» **Problem description**:
Leave out the images and repeat the listing below without a single change.

» **Input material**:
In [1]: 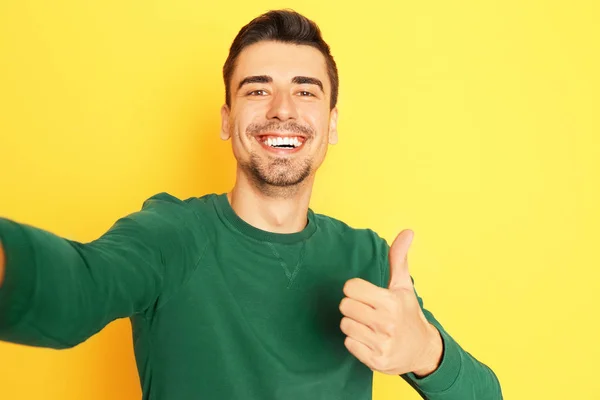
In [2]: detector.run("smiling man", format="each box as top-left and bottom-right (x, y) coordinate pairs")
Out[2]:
(0, 7), (502, 400)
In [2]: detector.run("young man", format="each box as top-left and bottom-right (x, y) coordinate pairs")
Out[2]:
(0, 11), (502, 400)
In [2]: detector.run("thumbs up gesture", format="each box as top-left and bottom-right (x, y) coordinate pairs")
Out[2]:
(340, 230), (443, 377)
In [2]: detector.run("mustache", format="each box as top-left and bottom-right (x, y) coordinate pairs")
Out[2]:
(246, 121), (314, 136)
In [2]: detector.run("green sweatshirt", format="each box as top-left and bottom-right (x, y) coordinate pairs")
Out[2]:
(0, 193), (502, 400)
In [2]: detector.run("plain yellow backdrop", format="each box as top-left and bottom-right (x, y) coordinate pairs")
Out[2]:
(0, 0), (600, 400)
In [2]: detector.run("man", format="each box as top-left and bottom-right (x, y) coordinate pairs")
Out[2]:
(0, 11), (502, 400)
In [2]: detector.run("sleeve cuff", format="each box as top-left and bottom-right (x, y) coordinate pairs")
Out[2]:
(407, 328), (462, 394)
(0, 218), (36, 332)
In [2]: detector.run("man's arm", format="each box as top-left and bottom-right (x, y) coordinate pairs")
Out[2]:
(402, 291), (503, 400)
(0, 194), (206, 348)
(0, 242), (4, 288)
(381, 236), (502, 400)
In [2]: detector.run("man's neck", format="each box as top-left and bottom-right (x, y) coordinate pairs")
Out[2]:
(227, 176), (313, 233)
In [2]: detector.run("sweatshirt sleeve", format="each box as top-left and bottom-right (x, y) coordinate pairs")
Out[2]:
(0, 193), (207, 349)
(380, 233), (502, 400)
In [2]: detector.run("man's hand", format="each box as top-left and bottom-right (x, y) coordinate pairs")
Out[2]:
(340, 230), (443, 377)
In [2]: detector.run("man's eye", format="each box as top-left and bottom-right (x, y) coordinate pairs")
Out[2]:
(248, 89), (267, 96)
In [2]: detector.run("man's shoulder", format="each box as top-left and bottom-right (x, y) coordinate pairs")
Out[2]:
(142, 192), (216, 211)
(314, 213), (385, 245)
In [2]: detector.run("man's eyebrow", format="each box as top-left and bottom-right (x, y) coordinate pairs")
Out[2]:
(238, 75), (273, 90)
(292, 76), (325, 93)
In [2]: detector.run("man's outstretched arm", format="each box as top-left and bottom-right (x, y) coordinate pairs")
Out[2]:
(0, 194), (206, 349)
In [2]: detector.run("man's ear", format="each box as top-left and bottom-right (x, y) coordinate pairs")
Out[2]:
(220, 104), (231, 140)
(329, 107), (338, 144)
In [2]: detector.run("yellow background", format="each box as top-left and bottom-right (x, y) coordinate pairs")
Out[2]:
(0, 0), (600, 400)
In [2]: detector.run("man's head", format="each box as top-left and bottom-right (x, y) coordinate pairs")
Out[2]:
(221, 11), (338, 197)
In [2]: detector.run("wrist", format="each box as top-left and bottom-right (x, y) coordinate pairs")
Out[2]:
(412, 324), (444, 378)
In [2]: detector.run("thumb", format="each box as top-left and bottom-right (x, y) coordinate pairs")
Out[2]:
(388, 229), (414, 290)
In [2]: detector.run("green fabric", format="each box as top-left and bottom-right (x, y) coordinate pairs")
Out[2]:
(0, 193), (502, 400)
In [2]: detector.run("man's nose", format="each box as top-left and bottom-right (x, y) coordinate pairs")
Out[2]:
(267, 93), (298, 121)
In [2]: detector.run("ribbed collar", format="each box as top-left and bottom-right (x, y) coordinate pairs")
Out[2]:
(215, 193), (317, 244)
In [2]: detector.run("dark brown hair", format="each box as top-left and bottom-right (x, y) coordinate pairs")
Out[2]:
(223, 10), (339, 109)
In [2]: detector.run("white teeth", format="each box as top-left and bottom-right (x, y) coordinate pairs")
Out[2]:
(263, 136), (302, 147)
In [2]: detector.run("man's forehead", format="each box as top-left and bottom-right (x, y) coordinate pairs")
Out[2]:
(232, 41), (329, 86)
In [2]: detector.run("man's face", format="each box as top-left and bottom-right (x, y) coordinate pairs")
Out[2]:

» **Exercise answer**:
In [1]: 
In [2]: detector.run("smiling man", format="each box as top-left and bottom-right (x, y) coordinate pairs")
Out[2]:
(0, 7), (502, 400)
In [2]: detector.run("young man", format="each box as top-left and bottom-right (x, y) coordinate pairs")
Out[2]:
(0, 11), (502, 400)
In [2]: detector.run("thumbs up gesture", format="each box as top-left and bottom-right (x, y) coordinate pairs")
Out[2]:
(340, 230), (443, 377)
In [2]: detector.run("mustache", format="each box as top-left and bottom-right (x, y) coordinate pairs")
Out[2]:
(246, 121), (314, 136)
In [2]: detector.run("green sweatshirt", format="each box as top-left and bottom-right (x, y) coordinate pairs")
Out[2]:
(0, 193), (502, 400)
In [2]: detector.run("plain yellow backdrop", format="each box as top-left and bottom-right (x, y) coordinate pairs")
Out[2]:
(0, 0), (600, 400)
In [2]: detector.run("man", format="each box as top-left and bottom-right (x, y) coordinate pairs")
Out[2]:
(0, 11), (502, 400)
In [2]: detector.run("sleeve cuff", format="each box as top-left and bottom-right (x, y) coordinate pairs")
Out[2]:
(407, 328), (462, 394)
(0, 218), (36, 332)
In [2]: detector.run("man's arm", format="each box as top-left and bottom-right (x, y) coordinate pairs")
Out[2]:
(402, 291), (503, 400)
(0, 194), (206, 348)
(0, 242), (4, 288)
(381, 236), (502, 400)
In [2]: detector.run("man's neck", format="each box as top-left and bottom-right (x, y) coordinate pairs")
Out[2]:
(227, 176), (313, 233)
In [2]: detector.run("sweatshirt sleeve", format="each box as top-left and bottom-right (x, y) coordinate pairs")
Out[2]:
(0, 193), (207, 349)
(380, 233), (502, 400)
In [2]: detector.run("man's hand", format="each box as top-left and bottom-right (x, y) coordinate pairs")
Out[2]:
(340, 230), (443, 377)
In [2]: detector.run("man's eye", format="each box as top-left and bottom-right (x, y) coordinate pairs")
Out[2]:
(248, 89), (267, 96)
In [2]: detector.run("man's shoulder", format="each box as top-left and bottom-right (x, y) coordinate pairs")
Out[2]:
(142, 192), (216, 211)
(314, 213), (385, 245)
In [2]: detector.run("man's eyebrow", format="each box as top-left and bottom-right (x, y) coordinate pairs")
Out[2]:
(238, 75), (273, 90)
(292, 76), (325, 93)
In [2]: detector.run("man's outstretched arm", format="each box as top-left and bottom-right (x, y) coordinate pairs")
Out[2]:
(0, 194), (206, 349)
In [2]: detector.run("man's ear", format="each box as top-left and bottom-right (x, y) coordinate pairs")
Out[2]:
(220, 104), (231, 140)
(329, 107), (338, 144)
In [2]: detector.run("yellow background", format="each box as top-left and bottom-right (x, y) coordinate pairs")
Out[2]:
(0, 0), (600, 400)
In [2]: detector.run("man's head", format="each box as top-left and bottom-right (x, y) coordinate pairs")
Out[2]:
(221, 11), (338, 197)
In [2]: detector.run("wrist", format="each box as top-left and bottom-right (x, y) coordinate pairs")
Out[2]:
(412, 324), (444, 378)
In [2]: detector.run("thumb", format="each box as top-left and bottom-right (x, y) coordinate pairs")
Out[2]:
(388, 229), (414, 290)
In [2]: detector.run("green fabric", format="each box as top-left and bottom-right (x, y) coordinate pairs")
Out[2]:
(0, 193), (502, 400)
In [2]: detector.run("man's nose", format="each box as top-left and bottom-right (x, y) coordinate pairs")
Out[2]:
(267, 93), (298, 121)
In [2]: detector.run("ribbed collar", format="each box as top-left and bottom-right (x, y) coordinate pairs")
Out[2]:
(215, 193), (317, 244)
In [2]: detector.run("dark brown hair", format="each box as top-left and bottom-right (x, y) coordinate pairs")
Out[2]:
(223, 10), (339, 109)
In [2]: detector.run("white teeth", format="each box as top-left and bottom-right (x, y) coordinate pairs")
Out[2]:
(263, 136), (302, 147)
In [2]: detector.run("man's forehead", format="each box as top-left and bottom-right (x, y) coordinate pairs")
Out[2]:
(232, 41), (329, 86)
In [2]: detector.run("man's face", format="each box as top-left and bottom-right (x, y) coordinate pairs")
Out[2]:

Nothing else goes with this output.